▶ TEXT PASSAGE:
>> BEGIN

Pioneer families sought out the “high lands” north of downtown Tampa to build stately homes and grand churches, and to enjoy sweeping views of the Hillsborough River.
Those 19th-century founders of Tampa Heights -- the city’s first suburb -- wanted a home life away from the urban rush of business and commerce.
Those movers and shakers of the past built a neighborhood of street grids, tree canopies, sidewalks, and front porches. But, in Tampa Heights, neighbors kept their growing city within a short stroll and later a trolley ride away.
The makers and creatives of the 21st century are re-imagining those lines of separation and embracing the urban lifestyle where people live, work, and play in the same community.
For Tampa Heights, that 24/7 urban thrum is revving up at Armature Works, the anchor for the master-planned development known as The Heights. It’s earning a reputation as the smartest, trendiest gathering place in town.
The Heights is transformative for the city of Tampa. It also is a change catalyst for Tampa Heights where community activists strove for years to revitalize a neighborhood worn down by urban decay, drugs, and crime.
“It’s (The Heights) a kind of a visionary thing,” says Jason Ricke, president of the Tampa Heights Civic Association. “If you look at other areas where there is such economic development, such as Denver and Portland, you’ve seen that those areas are having phenomenal growth and economic success.”
Over the next eight to 10 years, The Heights will grow into an urban village spreading over nearly 50 vacant riverfront acres. At build-out, there will be about 4.5 million square feet of industrial uses, 1.5 million square feet of offices, more than 500,000 square feet of retail and more than 5,000 residential units.
Brick streets add to the charm appeal of Tampa's older neighborhoods, including Tampa Heights.Open, dusty lots now fronting the river and temporarily functioning as overflow parking for Armature Works will give way to upscale apartments, trendy boutiques, offices, a hotel, and a grocery store.
The Heights is among many developments shape-shifting Tampa’s landscape and skyline, but it is uniquely bridging the gap between downtown and surrounding neighborhoods north of the city. Tampa Heights’ shares borders with Ybor City, Ridgewood Park, Riverside Heights, V.M. Ybor, Ybor Heights, Ybor City, and Seminole Heights.
The city of Tampa’s explosion of growth encircles the Channel District, Water Street Tampa, new residential towers lining Franklin and Tampa streets and Florida Avenue, and the University of South Florida’s expanding downtown footprint.
These are developments long predicted and sought for decades.
Turning nothing into something
Developers came tantalizing close to fruition with another proposed master-planned community in the early 2000s only to see it fall apart amid the 2008 recession.

>> END

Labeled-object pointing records
>> BEGIN

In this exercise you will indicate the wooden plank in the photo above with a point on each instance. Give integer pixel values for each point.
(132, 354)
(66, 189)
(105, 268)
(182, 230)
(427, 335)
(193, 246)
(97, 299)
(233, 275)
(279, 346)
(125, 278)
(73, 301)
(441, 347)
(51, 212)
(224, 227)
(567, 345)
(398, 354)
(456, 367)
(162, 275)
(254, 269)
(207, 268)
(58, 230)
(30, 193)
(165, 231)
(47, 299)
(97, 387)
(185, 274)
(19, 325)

>> END

▶ WRITTEN INSTRUCTION: In the Tampa Heights text, about how many vacant riverfront acres will The Heights spread over?

▶ TASK RESPONSE: Nearly 50 acres.